Série de consignes
1/ Recopiez l'extrait sur l'élection présidentielle tunisienne depuis « Sur 97 personnalités » jusqu'à « des candidats indépendants. » inclus.
2/ Répondez aux questions suivantes d'après l'extrait sur l'élection présidentielle tunisienne :
(a) À quelle date l'élection présidentielle a-t-elle été avancée ?
(b) Combien de candidats l'Instance supérieure indépendante pour les élections a-t-elle retenus ?
(c) De quelle chaîne de télévision privée Nabil Karoui est-il propriétaire ?

Extrait cité
----------------

Plus d’un mois après le décès du chef de l’État Béji Caïd Essebsi, la campagne présidentielle vient de démarrer. Les candidats à l’élection du 15 septembre sont le sujet de conversation numéro un des Tunisiens
Du haut d’un réverbère, un Tunisien scrute l’horizon pendant un rassemblement électoral, en décembre 2014, du président Béji Caïd Essebsi, décédé le 25 juillet 2019 (AFP)

Après le décès, le 25 juillet, de Béji Caïd Essebsi, 92 ans, premier président tunisien élu démocratiquement au suffrage universel, l’élection présidentielle, initialement prévue en novembre, a été avancée au 15 septembre.

Sur 97 personnalités qui ont déposé leurs dossiers de candidature, 26 candidats ont été retenus par l’Instance supérieure indépendante pour les élections (ISIE). Parmi eux, deux femmes. La plupart sont des candidats indépendants.

Le Premier ministre tunisien (qui a délégué fin août ses pouvoirs), Youssef Chahed, 43 ans, leader du parti Tahya Tounes, fait partie de ceux dont la candidature a été a retenue.

Ces conversations très animées à propos des différents candidats à l’élection présidentielle n’auraient pas été possibles il y a dix ans

Il devrait faire face à une forte concurrence de la part de l’ancien président Moncef Marzouki mais aussi du ministre de la Défense Abdelkrim Zbidi (le candidat a démissionné de son poste de ministre mais sa démission n’a pas encore été acceptée par la présidence), de l’ex-Premier ministre Mehdi Jomaa et du richissime homme d’affaires Nabil Karoui, propriétaire de la chaîne de télévision privée Nessma, arrêté vendredi 23 août pour « blanchiment d’argent ». On surnomme ce dernier le « Berlusconi tunisien ».

Abdelfattah Mourou, vice-président d’Ennahdha, parti islamiste et plus grande formation politique du pays, est également candidat.

Je suis allé à Tunis pour assister aux obsèques nationales du président Béji Caïd Essebsi et au démarrage de de la campagne présidentielle.

Chaque soir, lors de dîners chez des amis, fenêtres grandes ouvertes, les discussions s’orientent immédiatement vers la politique.

----------------

Données fournies
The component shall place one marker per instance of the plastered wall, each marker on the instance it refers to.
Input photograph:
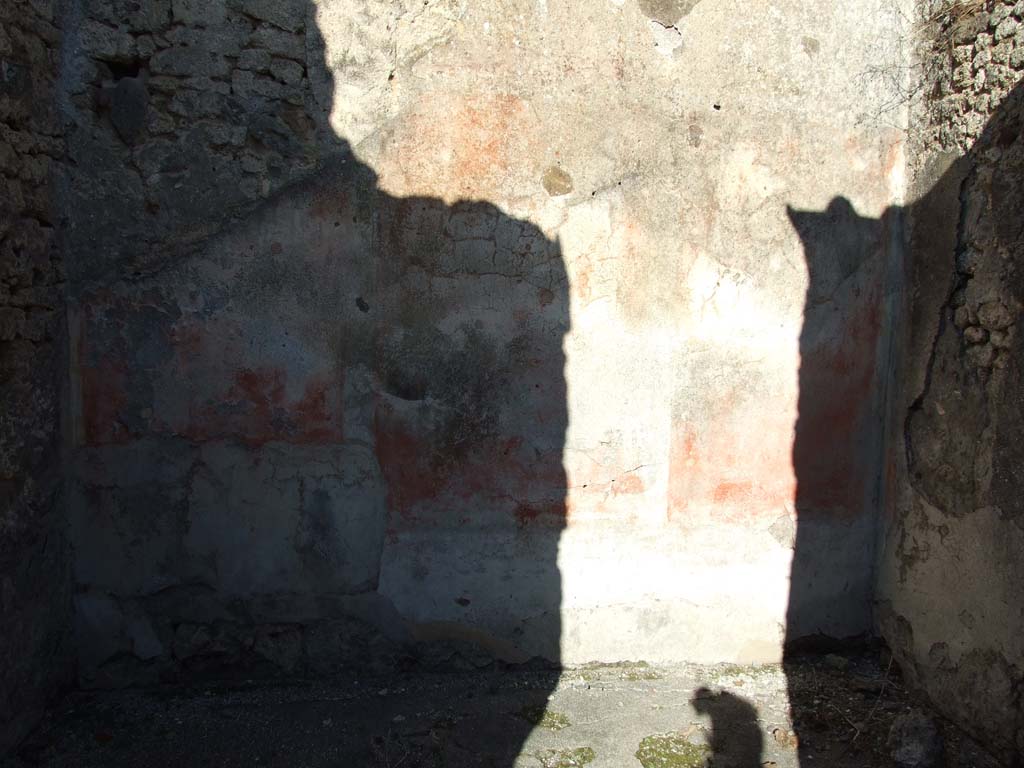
(511, 330)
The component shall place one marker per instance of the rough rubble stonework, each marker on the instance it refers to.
(35, 584)
(951, 597)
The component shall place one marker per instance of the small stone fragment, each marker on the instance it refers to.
(556, 181)
(914, 740)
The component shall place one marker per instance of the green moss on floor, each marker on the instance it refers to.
(544, 718)
(620, 670)
(671, 751)
(730, 671)
(566, 758)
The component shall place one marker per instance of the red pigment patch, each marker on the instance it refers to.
(423, 479)
(103, 400)
(256, 410)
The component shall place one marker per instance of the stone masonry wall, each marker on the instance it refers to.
(35, 576)
(951, 580)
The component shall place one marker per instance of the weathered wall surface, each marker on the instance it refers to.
(35, 578)
(951, 580)
(524, 370)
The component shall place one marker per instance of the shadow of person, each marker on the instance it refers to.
(735, 739)
(891, 390)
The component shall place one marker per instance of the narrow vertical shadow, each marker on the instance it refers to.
(838, 446)
(464, 313)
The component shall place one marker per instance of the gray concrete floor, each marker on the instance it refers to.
(614, 715)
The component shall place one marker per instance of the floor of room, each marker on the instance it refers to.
(851, 711)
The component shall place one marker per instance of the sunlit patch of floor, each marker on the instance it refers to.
(828, 711)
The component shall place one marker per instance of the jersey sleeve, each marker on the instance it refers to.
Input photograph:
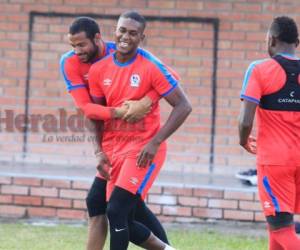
(94, 82)
(91, 110)
(71, 75)
(251, 89)
(164, 80)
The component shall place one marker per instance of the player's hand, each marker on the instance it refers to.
(120, 112)
(137, 109)
(250, 146)
(103, 165)
(147, 155)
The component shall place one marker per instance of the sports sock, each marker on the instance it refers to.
(285, 237)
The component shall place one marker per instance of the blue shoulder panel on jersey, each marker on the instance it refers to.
(163, 69)
(248, 74)
(62, 62)
(110, 46)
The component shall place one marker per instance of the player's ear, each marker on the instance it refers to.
(297, 43)
(273, 41)
(97, 38)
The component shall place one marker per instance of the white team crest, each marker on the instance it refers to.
(135, 80)
(106, 82)
(267, 204)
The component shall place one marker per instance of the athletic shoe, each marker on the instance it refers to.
(248, 177)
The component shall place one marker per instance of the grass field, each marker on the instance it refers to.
(66, 237)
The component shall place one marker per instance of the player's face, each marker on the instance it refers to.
(85, 48)
(128, 35)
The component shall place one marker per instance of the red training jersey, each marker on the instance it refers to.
(278, 138)
(118, 82)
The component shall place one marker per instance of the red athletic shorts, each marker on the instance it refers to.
(279, 188)
(125, 174)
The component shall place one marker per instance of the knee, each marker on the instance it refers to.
(113, 211)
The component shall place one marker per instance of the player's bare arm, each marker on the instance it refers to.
(246, 120)
(181, 109)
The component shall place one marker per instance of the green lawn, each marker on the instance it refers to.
(66, 237)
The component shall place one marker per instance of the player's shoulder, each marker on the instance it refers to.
(102, 63)
(148, 55)
(68, 57)
(260, 65)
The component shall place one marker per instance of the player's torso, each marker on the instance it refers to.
(129, 81)
(278, 130)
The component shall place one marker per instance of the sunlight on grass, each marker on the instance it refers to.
(67, 237)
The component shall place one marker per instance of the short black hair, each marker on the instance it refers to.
(284, 29)
(135, 16)
(86, 24)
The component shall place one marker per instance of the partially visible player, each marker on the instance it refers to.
(88, 47)
(139, 152)
(271, 89)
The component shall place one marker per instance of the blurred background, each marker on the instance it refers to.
(209, 43)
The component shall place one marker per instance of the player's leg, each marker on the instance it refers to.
(145, 216)
(97, 223)
(120, 212)
(277, 191)
(130, 184)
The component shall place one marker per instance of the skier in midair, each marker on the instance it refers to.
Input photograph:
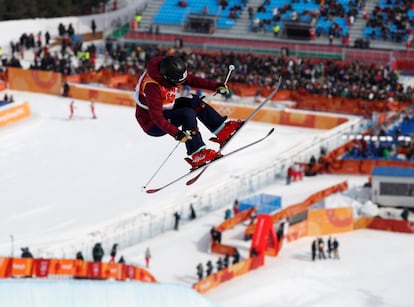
(159, 112)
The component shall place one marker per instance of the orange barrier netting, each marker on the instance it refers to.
(43, 268)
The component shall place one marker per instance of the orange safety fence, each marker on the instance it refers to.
(355, 106)
(123, 98)
(292, 117)
(14, 112)
(236, 219)
(3, 85)
(222, 249)
(317, 222)
(44, 268)
(297, 231)
(302, 206)
(384, 224)
(38, 81)
(326, 221)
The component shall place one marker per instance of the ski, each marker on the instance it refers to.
(254, 112)
(202, 168)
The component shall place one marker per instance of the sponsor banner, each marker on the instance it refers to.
(95, 270)
(81, 269)
(292, 118)
(41, 267)
(112, 270)
(38, 81)
(299, 208)
(327, 221)
(297, 231)
(123, 98)
(62, 267)
(222, 249)
(226, 274)
(14, 113)
(143, 275)
(235, 220)
(385, 224)
(5, 266)
(21, 267)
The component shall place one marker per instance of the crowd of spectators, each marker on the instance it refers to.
(327, 77)
(390, 20)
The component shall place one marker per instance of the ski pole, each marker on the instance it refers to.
(162, 164)
(231, 68)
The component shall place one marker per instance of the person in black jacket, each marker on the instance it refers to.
(236, 256)
(209, 268)
(200, 271)
(177, 218)
(26, 253)
(313, 249)
(79, 256)
(113, 252)
(97, 252)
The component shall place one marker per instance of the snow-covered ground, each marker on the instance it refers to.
(63, 178)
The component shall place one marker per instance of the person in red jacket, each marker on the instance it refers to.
(158, 112)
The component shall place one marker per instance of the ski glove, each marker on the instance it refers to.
(222, 89)
(183, 136)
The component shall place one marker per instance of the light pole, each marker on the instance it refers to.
(12, 245)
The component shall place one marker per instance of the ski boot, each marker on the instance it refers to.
(202, 157)
(225, 133)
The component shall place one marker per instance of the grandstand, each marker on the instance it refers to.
(235, 22)
(343, 156)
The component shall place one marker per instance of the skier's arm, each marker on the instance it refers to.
(154, 103)
(198, 82)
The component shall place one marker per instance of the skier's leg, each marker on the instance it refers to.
(186, 117)
(216, 123)
(204, 112)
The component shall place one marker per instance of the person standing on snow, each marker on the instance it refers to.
(158, 112)
(147, 257)
(93, 109)
(71, 109)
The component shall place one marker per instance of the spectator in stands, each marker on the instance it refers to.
(182, 3)
(177, 218)
(47, 38)
(215, 235)
(209, 268)
(93, 27)
(236, 256)
(321, 249)
(313, 249)
(335, 246)
(97, 252)
(200, 271)
(147, 257)
(26, 253)
(226, 260)
(236, 207)
(121, 260)
(227, 214)
(79, 255)
(113, 252)
(330, 247)
(219, 264)
(193, 214)
(72, 109)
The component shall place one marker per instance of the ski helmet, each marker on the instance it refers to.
(173, 69)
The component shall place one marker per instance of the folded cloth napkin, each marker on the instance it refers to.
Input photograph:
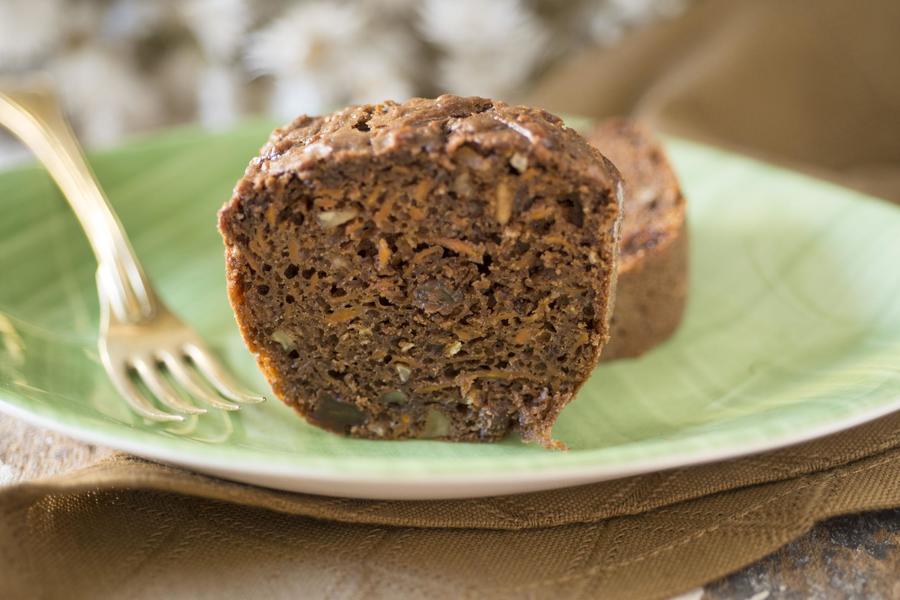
(813, 88)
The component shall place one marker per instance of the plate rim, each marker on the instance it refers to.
(416, 486)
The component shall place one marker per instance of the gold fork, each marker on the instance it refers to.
(139, 337)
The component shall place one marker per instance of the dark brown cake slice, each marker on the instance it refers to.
(653, 263)
(432, 269)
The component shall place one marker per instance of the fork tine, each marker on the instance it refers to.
(219, 377)
(135, 399)
(162, 389)
(191, 382)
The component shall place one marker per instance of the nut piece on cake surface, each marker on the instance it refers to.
(434, 269)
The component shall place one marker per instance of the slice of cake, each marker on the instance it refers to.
(432, 269)
(653, 261)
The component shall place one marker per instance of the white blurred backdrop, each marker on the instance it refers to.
(131, 65)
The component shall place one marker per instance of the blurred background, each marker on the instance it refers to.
(813, 84)
(130, 65)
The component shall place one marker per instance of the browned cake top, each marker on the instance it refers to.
(435, 126)
(654, 206)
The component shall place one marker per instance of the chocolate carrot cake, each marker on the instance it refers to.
(652, 284)
(430, 269)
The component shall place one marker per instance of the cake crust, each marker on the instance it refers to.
(653, 265)
(428, 269)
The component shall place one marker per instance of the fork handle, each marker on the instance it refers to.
(33, 114)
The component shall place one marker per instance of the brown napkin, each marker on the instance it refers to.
(815, 87)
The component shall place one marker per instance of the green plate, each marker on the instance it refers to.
(792, 331)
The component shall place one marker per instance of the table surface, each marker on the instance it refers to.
(856, 556)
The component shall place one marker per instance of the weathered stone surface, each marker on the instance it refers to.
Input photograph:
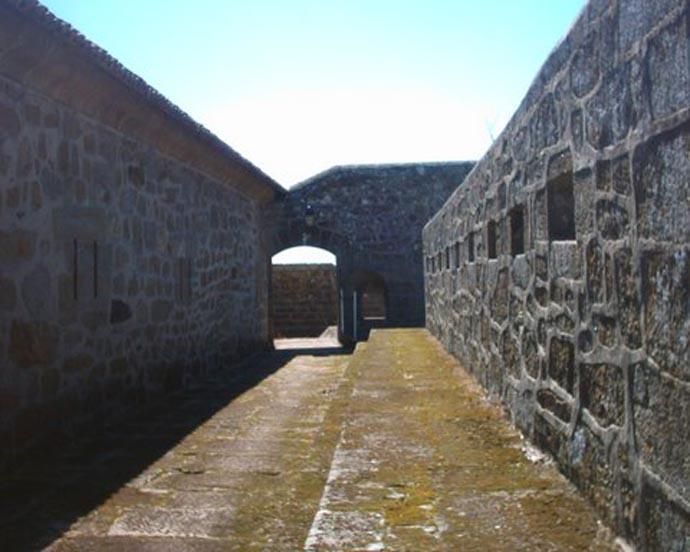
(627, 277)
(668, 66)
(584, 69)
(305, 300)
(160, 311)
(602, 392)
(561, 366)
(666, 295)
(613, 221)
(77, 364)
(553, 403)
(607, 124)
(119, 311)
(615, 283)
(8, 294)
(37, 293)
(17, 246)
(660, 169)
(33, 343)
(662, 406)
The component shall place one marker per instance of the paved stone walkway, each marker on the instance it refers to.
(392, 448)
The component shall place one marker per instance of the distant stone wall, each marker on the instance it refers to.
(124, 271)
(559, 272)
(304, 299)
(371, 218)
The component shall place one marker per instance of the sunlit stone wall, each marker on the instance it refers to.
(559, 272)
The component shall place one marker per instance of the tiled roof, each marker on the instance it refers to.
(41, 15)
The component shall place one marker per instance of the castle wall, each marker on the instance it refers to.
(304, 299)
(371, 218)
(559, 272)
(125, 270)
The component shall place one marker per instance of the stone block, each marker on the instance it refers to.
(637, 18)
(592, 472)
(666, 304)
(608, 121)
(664, 525)
(602, 392)
(37, 293)
(558, 406)
(595, 271)
(119, 311)
(8, 294)
(667, 64)
(160, 311)
(660, 172)
(584, 68)
(628, 301)
(561, 364)
(544, 127)
(16, 246)
(604, 327)
(33, 343)
(9, 122)
(613, 220)
(661, 407)
(77, 364)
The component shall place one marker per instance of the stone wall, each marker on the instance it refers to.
(559, 272)
(304, 299)
(371, 218)
(126, 269)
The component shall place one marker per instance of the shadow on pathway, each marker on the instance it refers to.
(45, 496)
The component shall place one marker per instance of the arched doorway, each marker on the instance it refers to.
(304, 293)
(370, 302)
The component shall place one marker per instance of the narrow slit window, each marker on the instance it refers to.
(95, 269)
(561, 208)
(491, 239)
(517, 230)
(75, 269)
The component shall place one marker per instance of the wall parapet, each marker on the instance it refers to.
(558, 273)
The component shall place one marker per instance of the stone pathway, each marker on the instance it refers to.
(392, 448)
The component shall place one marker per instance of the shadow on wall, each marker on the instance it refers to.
(41, 500)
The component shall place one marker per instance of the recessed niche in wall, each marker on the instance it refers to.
(561, 207)
(491, 239)
(517, 230)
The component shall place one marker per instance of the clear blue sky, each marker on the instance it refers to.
(298, 86)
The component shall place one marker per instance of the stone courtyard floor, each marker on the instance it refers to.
(391, 448)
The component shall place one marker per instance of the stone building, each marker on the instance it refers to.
(135, 246)
(370, 217)
(559, 272)
(131, 257)
(304, 299)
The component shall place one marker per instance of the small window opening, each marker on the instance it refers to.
(491, 239)
(95, 269)
(517, 230)
(561, 208)
(75, 270)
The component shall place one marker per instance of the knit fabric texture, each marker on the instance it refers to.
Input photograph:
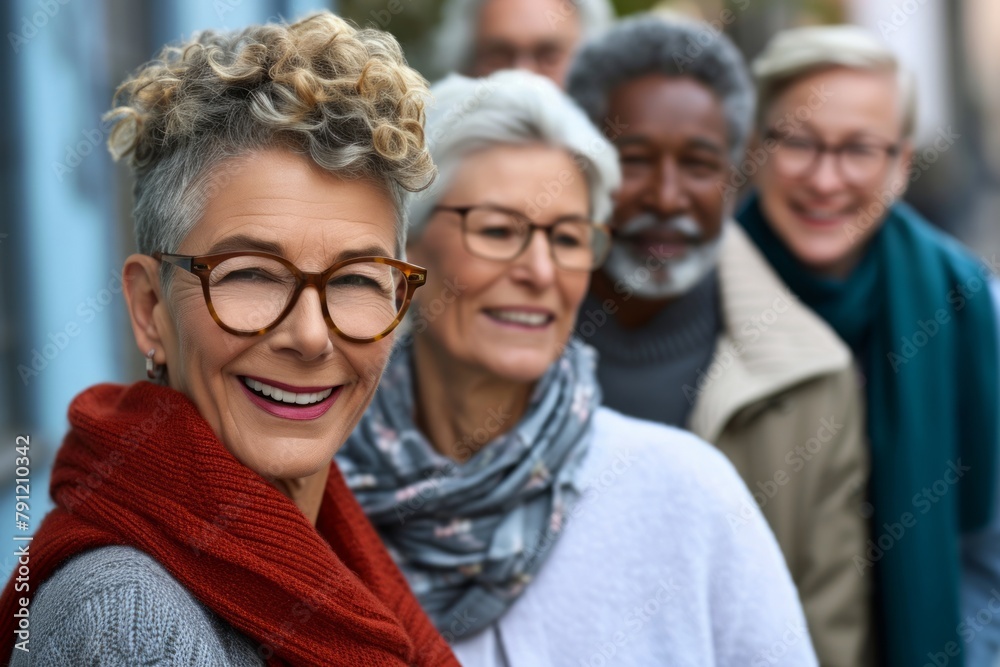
(141, 468)
(127, 611)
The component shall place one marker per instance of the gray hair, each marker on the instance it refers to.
(799, 52)
(654, 44)
(511, 107)
(455, 39)
(343, 97)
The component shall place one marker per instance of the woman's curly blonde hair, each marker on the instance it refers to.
(343, 96)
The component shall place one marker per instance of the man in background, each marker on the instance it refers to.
(479, 37)
(695, 330)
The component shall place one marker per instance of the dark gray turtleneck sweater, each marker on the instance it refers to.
(643, 371)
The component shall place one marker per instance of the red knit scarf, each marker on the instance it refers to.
(141, 468)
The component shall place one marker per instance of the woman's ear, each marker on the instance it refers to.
(146, 307)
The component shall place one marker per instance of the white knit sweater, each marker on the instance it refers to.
(666, 561)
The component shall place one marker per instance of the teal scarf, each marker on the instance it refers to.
(918, 315)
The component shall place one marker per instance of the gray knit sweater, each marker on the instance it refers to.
(117, 606)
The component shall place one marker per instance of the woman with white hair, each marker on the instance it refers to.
(535, 526)
(836, 119)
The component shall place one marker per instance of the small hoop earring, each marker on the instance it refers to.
(153, 371)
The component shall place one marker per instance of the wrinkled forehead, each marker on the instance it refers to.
(840, 101)
(526, 23)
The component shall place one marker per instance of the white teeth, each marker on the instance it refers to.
(286, 396)
(521, 317)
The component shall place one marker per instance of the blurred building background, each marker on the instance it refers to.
(65, 227)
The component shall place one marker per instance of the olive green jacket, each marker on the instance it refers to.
(782, 400)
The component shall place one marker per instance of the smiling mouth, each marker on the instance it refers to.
(531, 319)
(821, 215)
(284, 396)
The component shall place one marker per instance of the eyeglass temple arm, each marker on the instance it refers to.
(183, 261)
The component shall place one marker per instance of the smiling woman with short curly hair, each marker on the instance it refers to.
(198, 518)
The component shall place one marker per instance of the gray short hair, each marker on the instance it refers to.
(454, 41)
(341, 96)
(654, 44)
(511, 107)
(799, 52)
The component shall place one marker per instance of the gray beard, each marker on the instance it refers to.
(651, 277)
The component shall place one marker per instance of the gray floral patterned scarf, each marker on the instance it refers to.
(469, 536)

----------------

Réponses dans l'ordre
1/
Sur 97 personnalités qui ont déposé leurs dossiers de candidature, 26 candidats ont été retenus par l’Instance supérieure indépendante pour les élections (ISIE). Parmi eux, deux femmes. La plupart sont des candidats indépendants.

2/
(a) Au 15 septembre.
(b) 26 candidats.
(c) Nessma.